- [THINGS TO DO]:
1. Reproduce the passage of the post on loyalty word for word, starting with "I awoke this" and going on through "manner with you.".
2. In the post on loyalty, list the four words the writer uses to describe how Kendall and Kenny knew the writer was feeling.

- [TEXT SEGMENT]:
* * * * *

Thursday, February 8, 2024

Loyalty


November 2022

I'm continuing the writing journey of processing parts of my lie and experiences. Nothing fancy, just leaving some stuff for my kids and anyone else that may find the ups and downs, the lessons learned, interesting.

I awoke this morning thinking how blessed I've been to be in church ministry, especially with the some of the incredible people I've worked alongside. It reminded me of many conversations, harrowing conversations and continue friendships. Loyalty is one of the greatest blessings a person can receive. Loyalty speaks to unconditional love in relationship. Let's face it. Many, okay...most relationships we encounter are more transactional than unconditional. IF you are performing at acceptable levels, everything remaining "normal" then we are good. But IF you deviate, waver, stumble...cause the relationship to wander outside the acceptable parameters, then I can't continue in the same manner with you.

We all do it. It's okay. Some are built to ride with you through the tough stuff. Others will fade away...or sprint as fast as they can.

When we went through our “wilderness” experience nearly ten years ago, it was loyalty that helped so much. Two people who suffered through the ordeal never waivered with me. (At least, they never let me know if they did.) Kendall and Kenny were the two most prominent in their generous support. They knew I was hurting, disillusioned, frustrated and lost. Yet, they never let go of me. They sent messages just at the right time. A link to a worship song; an encouraging word, a scripture or a simple, “I’m praying for you today, you’re on my heart. I’m here for you. I’m not letting you go.” They both are still an important part of my life and current ministry. Most importantly, they are both dear, close friends.

* * * * *

- [GIVEN DATA]:
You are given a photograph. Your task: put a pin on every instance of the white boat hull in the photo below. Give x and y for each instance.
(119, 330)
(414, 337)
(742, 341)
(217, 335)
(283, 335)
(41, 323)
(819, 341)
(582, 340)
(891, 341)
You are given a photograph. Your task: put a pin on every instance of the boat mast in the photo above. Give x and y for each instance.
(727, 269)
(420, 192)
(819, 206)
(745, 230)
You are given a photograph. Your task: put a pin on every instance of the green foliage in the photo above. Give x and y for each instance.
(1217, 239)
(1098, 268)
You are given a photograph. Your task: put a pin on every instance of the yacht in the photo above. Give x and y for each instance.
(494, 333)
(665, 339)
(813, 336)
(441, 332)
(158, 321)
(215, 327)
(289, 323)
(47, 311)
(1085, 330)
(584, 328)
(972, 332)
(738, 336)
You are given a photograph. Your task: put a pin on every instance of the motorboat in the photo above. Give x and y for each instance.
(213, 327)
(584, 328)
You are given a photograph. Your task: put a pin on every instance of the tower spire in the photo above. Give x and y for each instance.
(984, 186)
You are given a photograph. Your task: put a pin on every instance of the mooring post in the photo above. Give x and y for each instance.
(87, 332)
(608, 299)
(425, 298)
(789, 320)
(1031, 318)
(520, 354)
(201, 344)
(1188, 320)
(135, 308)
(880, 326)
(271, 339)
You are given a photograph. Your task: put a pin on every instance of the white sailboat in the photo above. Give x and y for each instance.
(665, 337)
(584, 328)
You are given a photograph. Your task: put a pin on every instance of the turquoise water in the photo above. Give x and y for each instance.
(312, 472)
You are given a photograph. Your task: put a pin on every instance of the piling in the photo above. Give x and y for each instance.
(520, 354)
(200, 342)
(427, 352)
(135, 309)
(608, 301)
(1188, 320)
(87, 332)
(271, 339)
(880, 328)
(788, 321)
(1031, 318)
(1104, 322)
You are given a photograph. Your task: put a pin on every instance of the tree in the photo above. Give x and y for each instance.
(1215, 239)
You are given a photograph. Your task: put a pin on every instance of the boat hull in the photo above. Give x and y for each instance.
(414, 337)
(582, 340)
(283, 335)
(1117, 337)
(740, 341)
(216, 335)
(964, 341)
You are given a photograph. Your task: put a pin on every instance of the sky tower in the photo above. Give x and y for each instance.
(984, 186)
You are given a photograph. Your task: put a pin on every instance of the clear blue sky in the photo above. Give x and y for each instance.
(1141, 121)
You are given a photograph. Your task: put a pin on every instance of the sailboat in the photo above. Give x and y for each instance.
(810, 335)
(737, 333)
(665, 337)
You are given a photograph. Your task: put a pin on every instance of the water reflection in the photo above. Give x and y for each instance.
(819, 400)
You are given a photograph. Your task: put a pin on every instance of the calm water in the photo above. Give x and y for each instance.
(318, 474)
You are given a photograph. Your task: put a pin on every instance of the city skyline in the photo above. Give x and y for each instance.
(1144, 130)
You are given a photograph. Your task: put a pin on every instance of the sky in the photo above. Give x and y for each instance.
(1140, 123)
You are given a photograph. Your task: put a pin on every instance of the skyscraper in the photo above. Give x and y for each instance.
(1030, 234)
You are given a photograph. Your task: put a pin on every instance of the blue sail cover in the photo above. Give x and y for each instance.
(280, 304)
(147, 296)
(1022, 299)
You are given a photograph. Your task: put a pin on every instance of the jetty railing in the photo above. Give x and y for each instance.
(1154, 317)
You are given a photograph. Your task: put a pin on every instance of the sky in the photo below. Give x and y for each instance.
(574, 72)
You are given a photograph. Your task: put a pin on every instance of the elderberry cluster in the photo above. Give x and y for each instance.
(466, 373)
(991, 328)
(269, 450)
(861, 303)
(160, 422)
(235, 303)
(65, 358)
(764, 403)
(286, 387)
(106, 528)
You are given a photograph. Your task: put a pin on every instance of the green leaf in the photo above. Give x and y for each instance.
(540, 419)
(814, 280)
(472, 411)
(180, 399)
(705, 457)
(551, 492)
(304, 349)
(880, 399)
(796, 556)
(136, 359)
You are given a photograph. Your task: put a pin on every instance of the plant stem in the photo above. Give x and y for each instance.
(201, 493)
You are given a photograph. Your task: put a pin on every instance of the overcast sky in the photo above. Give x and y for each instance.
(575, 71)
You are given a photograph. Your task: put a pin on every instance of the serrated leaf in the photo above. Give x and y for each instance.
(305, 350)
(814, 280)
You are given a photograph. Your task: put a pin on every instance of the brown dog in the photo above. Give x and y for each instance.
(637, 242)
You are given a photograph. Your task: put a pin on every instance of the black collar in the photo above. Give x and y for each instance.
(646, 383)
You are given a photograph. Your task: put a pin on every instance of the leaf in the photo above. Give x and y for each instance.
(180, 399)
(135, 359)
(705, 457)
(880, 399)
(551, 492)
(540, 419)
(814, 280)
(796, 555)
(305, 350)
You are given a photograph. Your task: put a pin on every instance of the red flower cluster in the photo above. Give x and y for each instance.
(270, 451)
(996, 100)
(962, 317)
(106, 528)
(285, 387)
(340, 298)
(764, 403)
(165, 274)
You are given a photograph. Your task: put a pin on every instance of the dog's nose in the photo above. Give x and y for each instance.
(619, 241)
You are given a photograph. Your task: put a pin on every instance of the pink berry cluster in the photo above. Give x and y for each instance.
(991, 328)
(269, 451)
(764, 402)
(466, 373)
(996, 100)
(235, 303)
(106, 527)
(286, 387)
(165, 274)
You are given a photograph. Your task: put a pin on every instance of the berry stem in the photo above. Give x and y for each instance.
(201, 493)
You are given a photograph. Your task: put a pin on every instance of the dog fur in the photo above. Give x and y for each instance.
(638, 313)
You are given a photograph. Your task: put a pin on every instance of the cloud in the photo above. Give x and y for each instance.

* * * * *

- [SOLVED TASKS]:
1.
I awoke this morning thinking how blessed I've been to be in church ministry, especially with the some of the incredible people I've worked alongside. It reminded me of many conversations, harrowing conversations and continue friendships. Loyalty is one of the greatest blessings a person can receive. Loyalty speaks to unconditional love in relationship. Let's face it. Many, okay...most relationships we encounter are more transactional than unconditional. IF you are performing at acceptable levels, everything remaining "normal" then we are good. But IF you deviate, waver, stumble...cause the relationship to wander outside the acceptable parameters, then I can't continue in the same manner with you.

2. hurting, disillusioned, frustrated, lost